Se non si rafforza l’origine, si rischia un duro colpo al sistema della qualità del vino italiano e al suo legame con il territorio. Le Città del Vino sembrano non aver dubbi ed lo hanno esposto oggi, in un’audizione al Senato, sulla riforma dell’Ocm.

“Se la nuova Ocm sarà mantenuta - stando alla dichiarazione delle Città del Vino - così come è stata prospettata, compresa la liberalizzazione dei diritti d'impianto, sono necessarie alcune regole di salvaguardia per rafforzare il ruolo delle denominazioni e valorizzare gli sforzi fatti da generazioni di imprenditori e amministratori pubblici per la promozione della qualità e del legame del vino con il territorio di origine”.

Questi i punti irrinunciabili, secondo le Città del Vino, per rafforzare il sistema delle denominazioni di origine nella nuova riforma:

Primo: l’indicazione dell’obbligo di imbottigliamento in zona (se le uve sono prodotte esclusivamente nell’area della denominazione devono essere vinificate e imbottigliate nei confini stabiliti dal disciplinare).

Secondo: la proprietà intellettuale della denominazione deve rimanere patrimonio collettivo del territorio.

Terzo: il mantenimento del Catasto Viticolo e la gestione in capo ai Comuni.

Quarto: l’estensione della protezione della denominazione anche al vitigno autoctono o storico; che così non potrà essere riportato in etichetta per denominare un vino a indicazione geografica o da tavola.

* * * * *

COMPITO SCRITTO A:
Trascrivi l'elenco dalla sua prima riga fino alla riga con "[(296, 151)]", inclusa, escludendo le immagini.
Il testo e l'elenco non sono collegati tra loro.

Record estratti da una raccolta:
* * * * *

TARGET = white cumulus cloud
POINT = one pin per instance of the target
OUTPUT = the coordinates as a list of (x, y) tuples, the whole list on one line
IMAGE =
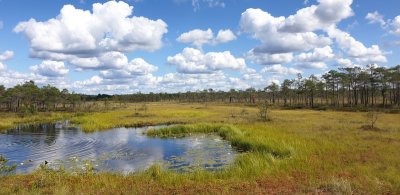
[(192, 61), (356, 49), (6, 55), (50, 69), (89, 39), (198, 37), (280, 70)]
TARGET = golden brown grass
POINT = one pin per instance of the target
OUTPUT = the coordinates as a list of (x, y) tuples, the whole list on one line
[(329, 153)]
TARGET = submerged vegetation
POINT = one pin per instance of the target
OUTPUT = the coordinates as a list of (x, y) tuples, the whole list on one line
[(296, 151)]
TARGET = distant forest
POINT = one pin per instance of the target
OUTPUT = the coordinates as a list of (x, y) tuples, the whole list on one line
[(344, 88)]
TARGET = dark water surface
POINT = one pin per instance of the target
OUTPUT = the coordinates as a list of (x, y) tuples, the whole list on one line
[(123, 150)]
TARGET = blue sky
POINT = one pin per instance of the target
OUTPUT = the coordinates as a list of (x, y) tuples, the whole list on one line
[(181, 45)]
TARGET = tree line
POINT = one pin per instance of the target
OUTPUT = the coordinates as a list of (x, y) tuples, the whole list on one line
[(346, 87)]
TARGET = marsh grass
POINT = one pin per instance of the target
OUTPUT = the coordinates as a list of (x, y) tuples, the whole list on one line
[(298, 151)]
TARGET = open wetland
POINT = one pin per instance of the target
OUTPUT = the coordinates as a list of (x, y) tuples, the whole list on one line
[(120, 150)]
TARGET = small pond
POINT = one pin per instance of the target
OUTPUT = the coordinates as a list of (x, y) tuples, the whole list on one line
[(122, 150)]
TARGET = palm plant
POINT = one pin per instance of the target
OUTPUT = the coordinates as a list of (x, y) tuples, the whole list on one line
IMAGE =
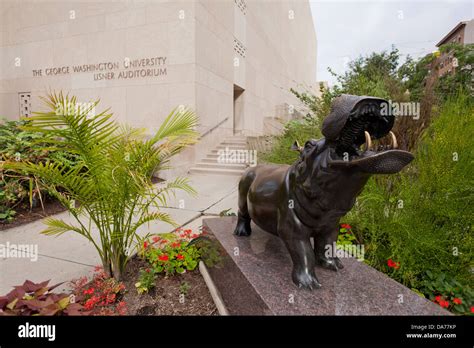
[(112, 181)]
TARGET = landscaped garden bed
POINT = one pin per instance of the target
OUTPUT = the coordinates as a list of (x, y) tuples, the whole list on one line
[(181, 294), (415, 226), (24, 215), (67, 159)]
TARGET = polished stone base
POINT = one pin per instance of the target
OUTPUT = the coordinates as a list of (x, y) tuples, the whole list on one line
[(255, 279)]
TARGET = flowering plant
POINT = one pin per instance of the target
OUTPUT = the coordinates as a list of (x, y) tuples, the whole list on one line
[(146, 280), (178, 252), (345, 237)]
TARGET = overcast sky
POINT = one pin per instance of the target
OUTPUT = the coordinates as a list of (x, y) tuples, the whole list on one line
[(347, 29)]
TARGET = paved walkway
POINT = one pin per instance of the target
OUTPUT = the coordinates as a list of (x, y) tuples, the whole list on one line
[(70, 255)]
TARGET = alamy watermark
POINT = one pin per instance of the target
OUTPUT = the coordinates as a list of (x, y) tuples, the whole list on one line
[(76, 109), (345, 250), (405, 109)]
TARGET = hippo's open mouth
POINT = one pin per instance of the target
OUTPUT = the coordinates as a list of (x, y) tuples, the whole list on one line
[(363, 138)]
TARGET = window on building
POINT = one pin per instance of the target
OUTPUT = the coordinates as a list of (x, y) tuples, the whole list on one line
[(25, 103)]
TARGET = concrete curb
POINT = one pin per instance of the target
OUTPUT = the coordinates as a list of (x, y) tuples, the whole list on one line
[(216, 296)]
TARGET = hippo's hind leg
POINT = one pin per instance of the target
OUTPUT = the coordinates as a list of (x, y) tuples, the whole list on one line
[(243, 223), (321, 243)]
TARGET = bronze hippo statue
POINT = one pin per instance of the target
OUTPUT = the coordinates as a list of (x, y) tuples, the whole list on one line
[(307, 199)]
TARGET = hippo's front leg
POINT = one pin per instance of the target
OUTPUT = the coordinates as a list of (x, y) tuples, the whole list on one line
[(301, 252), (324, 239)]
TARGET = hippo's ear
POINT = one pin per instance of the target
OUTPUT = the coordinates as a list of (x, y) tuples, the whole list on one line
[(296, 146)]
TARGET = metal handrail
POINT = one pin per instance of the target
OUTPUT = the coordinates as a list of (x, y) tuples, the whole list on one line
[(211, 129)]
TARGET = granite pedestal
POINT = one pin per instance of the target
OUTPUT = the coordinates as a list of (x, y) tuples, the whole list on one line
[(254, 278)]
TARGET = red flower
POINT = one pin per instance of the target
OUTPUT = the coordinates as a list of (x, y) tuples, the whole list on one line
[(122, 308), (444, 304), (110, 298), (393, 264)]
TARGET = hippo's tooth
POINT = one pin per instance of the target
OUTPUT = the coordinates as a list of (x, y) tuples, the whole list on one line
[(368, 142), (394, 140)]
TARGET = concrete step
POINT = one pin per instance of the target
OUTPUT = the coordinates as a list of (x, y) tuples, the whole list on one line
[(216, 171), (231, 146), (220, 165), (233, 142)]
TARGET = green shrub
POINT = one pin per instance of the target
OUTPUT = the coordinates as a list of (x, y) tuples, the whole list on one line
[(37, 299), (422, 217), (17, 188), (112, 183)]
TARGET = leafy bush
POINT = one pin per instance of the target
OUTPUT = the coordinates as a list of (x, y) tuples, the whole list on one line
[(112, 183), (180, 251), (37, 299), (17, 188)]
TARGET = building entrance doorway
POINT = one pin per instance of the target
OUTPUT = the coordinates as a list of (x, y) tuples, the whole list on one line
[(238, 110)]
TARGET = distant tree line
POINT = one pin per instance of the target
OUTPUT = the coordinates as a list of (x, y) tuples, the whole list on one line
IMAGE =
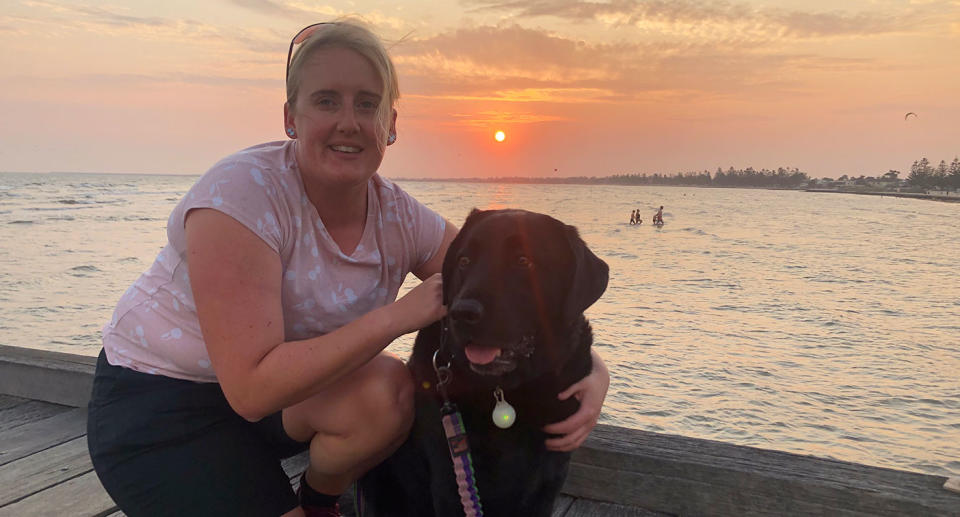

* * * * *

COMPITO SCRITTO B:
Prosegui il testo sulla riforma dell'Ocm e le denominazioni di origine del vino, partendo dopo l'ultima frase riportata.

RISULTATO FINALE A:
TARGET = white cumulus cloud
POINT = one pin per instance of the target
OUTPUT = the coordinates as a list of (x, y) tuples, the whole list on one line
IMAGE =
[(192, 61), (356, 49), (6, 55), (50, 69), (89, 39), (198, 37), (280, 70)]
TARGET = golden brown grass
POINT = one pin per instance of the target
OUTPUT = the coordinates as a list of (x, y) tuples, the whole list on one line
[(329, 153)]
TARGET = submerged vegetation
POINT = one pin per instance of the target
OUTPUT = the coordinates as a list of (x, y) tuples, the whole list on one line
[(296, 151)]

RISULTATO FINALE B:
“La riforma, con l’adeguamento del settore vino alla Pac, prevede - sostengono le Cità del Vino - una “banalizzazione” della piramide della qualità, riducendola a tre soli livelli: vini da tavola, indicazioni geografiche protette (Igp) e denominazioni di origine protette (Dop); è il punto più controverso del nuovo regolamento comunitario, quello che più banalizza il rapporto vino/territorio. L’unica differenza sostanziale tra Dop e Igp sarebbe sulla provenienza delle uve: al 100% dall’area di produzione del vino nel primo caso, all’85% dall’area di produzione nel secondo. Considerato che anche sui vini da tavola si potranno indicare in etichetta annata e vitigno, e considerando l’opportunità di poter riconoscere anche denominazioni extra Ue, ‘si profila un duro colpo alla qualità del vino e al suo legame territoriale”.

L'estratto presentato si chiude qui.